Selection

3.1.1.9. Changes in v4.8.0
The RAJA NVECTOR implementation has been updated to support the SYCL backend
in addition to the CUDA and HIP backend. Users can choose the backend when
configuring SUNDIALS by using the SUNDIALS_RAJA_BACKENDS
CMake variable.
This module remains experimental and is subject to change from version to
version.
A new SUNMatrix and SUNLinearSolver implementation were added to interface with the Intel oneAPI Math Kernel Library (oneMKL). Both the matrix and the linear solver support general dense linear systems as well as block diagonal linear systems. See §11.14 for more details. This module is experimental and is subject to change from version to version.
Added a new optional function to the SUNLinearSolver API,
SUNLinSolSetZeroGuess()
, to indicate that the next call to
SUNLinSolSolve()
will be made with a zero initial guess. SUNLinearSolver
implementations that do not use the SUNLinSolNewEmpty()
constructor
will, at a minimum, need set the setzeroguess
function pointer in the linear
solver ops
structure to NULL
. The SUNDIALS iterative linear solver
implementations have been updated to leverage this new set function to remove
one dot product per solve.
ARKODE now supports a new “matrix-embedded” SUNLinearSolver type. This type supports user-supplied SUNLinearSolver implementations that set up and solve the specified linear system at each linear solve call. Any matrix-related data structures are held internally to the linear solver itself, and are not provided by the SUNDIALS package.
Support for user-defined inner (fast) integrators has been to the MRIStep module. See §3.4.4.4 for more information on providing a user-defined integration method.
Added the functions ARKStepSetNlsRhsFn()
and
MRIStepSetNlsRhsFn()
to supply an alternative implicit right-hand side
function for use within nonlinear system function evaluations.
The installed SUNDIALSConfig.cmake file now supports the COMPONENTS
option
to find_package
. The exported targets no longer have IMPORTED_GLOBAL set.
A bug was fixed in SUNMatCopyOps()

Given instruction A
According to the v4.8.0 changes, why were the SUNDIALS iterative linear solver implementations updated?

Materials provided
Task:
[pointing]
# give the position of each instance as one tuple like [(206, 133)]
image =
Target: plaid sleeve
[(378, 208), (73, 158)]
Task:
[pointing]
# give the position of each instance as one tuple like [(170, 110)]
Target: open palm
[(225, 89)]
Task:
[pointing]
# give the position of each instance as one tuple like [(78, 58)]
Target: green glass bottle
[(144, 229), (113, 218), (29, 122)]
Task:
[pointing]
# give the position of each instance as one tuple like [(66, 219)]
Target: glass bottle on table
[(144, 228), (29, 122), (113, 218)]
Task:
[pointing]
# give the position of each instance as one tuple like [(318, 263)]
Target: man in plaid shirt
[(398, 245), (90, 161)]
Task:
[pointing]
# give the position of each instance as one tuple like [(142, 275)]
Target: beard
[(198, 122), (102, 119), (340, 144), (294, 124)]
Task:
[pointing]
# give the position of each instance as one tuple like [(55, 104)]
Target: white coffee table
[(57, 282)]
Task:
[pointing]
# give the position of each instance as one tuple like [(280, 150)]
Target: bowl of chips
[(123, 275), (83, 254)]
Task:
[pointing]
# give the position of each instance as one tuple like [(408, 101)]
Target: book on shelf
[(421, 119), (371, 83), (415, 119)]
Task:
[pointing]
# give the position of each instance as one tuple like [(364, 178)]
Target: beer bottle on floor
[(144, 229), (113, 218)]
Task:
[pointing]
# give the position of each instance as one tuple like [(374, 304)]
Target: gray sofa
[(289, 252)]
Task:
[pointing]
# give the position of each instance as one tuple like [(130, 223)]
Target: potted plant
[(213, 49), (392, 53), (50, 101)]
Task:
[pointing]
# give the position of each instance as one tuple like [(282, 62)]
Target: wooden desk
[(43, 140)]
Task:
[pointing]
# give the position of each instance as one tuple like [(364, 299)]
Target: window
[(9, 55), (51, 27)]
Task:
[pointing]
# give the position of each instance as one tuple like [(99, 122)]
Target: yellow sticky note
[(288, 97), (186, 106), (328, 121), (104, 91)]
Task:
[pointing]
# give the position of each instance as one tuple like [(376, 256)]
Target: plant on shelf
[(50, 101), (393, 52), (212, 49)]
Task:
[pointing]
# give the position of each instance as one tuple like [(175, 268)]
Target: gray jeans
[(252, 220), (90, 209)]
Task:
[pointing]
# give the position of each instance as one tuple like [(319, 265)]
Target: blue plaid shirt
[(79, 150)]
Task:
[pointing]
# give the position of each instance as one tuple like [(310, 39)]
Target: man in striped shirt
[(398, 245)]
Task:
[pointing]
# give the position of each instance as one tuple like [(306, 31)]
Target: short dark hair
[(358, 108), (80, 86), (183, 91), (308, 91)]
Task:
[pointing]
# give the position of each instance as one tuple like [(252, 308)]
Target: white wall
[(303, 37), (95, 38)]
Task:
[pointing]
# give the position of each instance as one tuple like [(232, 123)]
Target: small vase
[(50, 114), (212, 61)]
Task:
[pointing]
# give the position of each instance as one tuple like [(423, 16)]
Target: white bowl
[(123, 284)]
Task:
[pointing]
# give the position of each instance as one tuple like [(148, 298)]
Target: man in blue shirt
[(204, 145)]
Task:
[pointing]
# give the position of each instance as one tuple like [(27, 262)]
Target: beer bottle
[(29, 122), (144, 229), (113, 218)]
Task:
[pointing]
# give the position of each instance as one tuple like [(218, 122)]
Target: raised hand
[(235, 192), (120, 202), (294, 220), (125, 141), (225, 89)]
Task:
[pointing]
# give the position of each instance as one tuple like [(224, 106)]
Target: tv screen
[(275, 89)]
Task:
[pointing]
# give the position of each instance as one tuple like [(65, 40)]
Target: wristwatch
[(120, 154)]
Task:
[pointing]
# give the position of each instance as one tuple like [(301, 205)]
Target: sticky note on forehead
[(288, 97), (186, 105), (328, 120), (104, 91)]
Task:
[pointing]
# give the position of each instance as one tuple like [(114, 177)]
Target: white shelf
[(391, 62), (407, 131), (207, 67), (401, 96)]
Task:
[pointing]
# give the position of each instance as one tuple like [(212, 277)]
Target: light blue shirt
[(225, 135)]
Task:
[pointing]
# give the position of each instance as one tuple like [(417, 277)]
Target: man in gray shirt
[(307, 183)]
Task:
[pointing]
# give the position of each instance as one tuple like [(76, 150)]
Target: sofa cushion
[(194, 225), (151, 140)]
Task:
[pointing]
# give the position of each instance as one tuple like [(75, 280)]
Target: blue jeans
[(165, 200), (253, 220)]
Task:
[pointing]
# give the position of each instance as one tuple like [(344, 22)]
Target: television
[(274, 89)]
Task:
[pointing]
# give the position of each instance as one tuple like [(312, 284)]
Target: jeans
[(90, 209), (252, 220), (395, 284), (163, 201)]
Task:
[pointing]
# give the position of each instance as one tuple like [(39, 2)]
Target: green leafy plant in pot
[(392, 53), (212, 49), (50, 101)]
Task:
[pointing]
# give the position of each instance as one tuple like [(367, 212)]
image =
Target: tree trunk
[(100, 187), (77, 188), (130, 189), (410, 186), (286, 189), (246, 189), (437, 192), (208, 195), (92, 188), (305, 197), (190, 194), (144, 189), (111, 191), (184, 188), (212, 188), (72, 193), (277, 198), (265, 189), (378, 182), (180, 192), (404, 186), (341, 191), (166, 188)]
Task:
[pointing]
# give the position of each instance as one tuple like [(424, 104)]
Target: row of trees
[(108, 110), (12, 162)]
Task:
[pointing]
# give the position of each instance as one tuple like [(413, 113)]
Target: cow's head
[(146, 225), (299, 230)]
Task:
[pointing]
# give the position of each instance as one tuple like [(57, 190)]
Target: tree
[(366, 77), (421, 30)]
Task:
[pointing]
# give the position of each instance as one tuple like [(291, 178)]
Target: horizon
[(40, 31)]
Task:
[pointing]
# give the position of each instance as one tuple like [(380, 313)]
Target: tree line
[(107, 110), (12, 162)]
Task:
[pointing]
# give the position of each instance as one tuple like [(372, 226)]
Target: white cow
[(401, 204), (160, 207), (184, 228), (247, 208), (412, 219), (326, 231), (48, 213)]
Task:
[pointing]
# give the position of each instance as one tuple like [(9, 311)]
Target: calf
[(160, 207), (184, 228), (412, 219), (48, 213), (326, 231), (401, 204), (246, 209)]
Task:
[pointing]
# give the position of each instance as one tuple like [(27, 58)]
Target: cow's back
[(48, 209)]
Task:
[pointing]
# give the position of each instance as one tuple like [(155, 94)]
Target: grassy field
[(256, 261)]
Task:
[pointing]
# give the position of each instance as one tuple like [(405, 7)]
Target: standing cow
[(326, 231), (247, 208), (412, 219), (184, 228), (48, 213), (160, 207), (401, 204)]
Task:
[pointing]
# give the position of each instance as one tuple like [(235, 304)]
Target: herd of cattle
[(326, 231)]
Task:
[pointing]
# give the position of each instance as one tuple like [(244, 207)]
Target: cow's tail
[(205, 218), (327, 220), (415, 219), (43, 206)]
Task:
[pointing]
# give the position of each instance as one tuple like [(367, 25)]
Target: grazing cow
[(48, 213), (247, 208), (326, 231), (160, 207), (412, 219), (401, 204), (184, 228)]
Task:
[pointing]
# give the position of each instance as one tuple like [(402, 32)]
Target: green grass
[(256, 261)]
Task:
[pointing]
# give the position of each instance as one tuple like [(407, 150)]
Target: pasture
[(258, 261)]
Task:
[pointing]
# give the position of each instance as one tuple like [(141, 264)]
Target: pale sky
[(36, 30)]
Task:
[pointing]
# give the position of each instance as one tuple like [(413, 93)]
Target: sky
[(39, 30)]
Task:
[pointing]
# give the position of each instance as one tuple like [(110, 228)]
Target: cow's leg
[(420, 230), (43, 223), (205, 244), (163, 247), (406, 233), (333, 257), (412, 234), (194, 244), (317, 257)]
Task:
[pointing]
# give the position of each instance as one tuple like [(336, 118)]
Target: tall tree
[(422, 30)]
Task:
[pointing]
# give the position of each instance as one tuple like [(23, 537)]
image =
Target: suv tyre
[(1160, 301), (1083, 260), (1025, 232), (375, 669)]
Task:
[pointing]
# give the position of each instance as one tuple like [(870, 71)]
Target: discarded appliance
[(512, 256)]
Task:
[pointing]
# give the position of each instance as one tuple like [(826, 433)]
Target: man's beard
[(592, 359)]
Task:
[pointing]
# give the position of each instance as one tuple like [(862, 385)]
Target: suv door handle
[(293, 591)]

Given instruction B
Take the records from their first line through the line with "[(225, 89)]". Write those lines out again with "plaid sleeve" swapped for "striped sleeve" and nothing else changed.

Complete output A
They were updated to use the new SUNLinSolSetZeroGuess() set function. This removes one dot product per solve.

Complete output B
Task:
[pointing]
# give the position of each instance as one tuple like [(206, 133)]
image =
Target: striped sleeve
[(378, 208), (73, 158)]
Task:
[pointing]
# give the position of each instance as one tuple like [(170, 110)]
Target: open palm
[(225, 89)]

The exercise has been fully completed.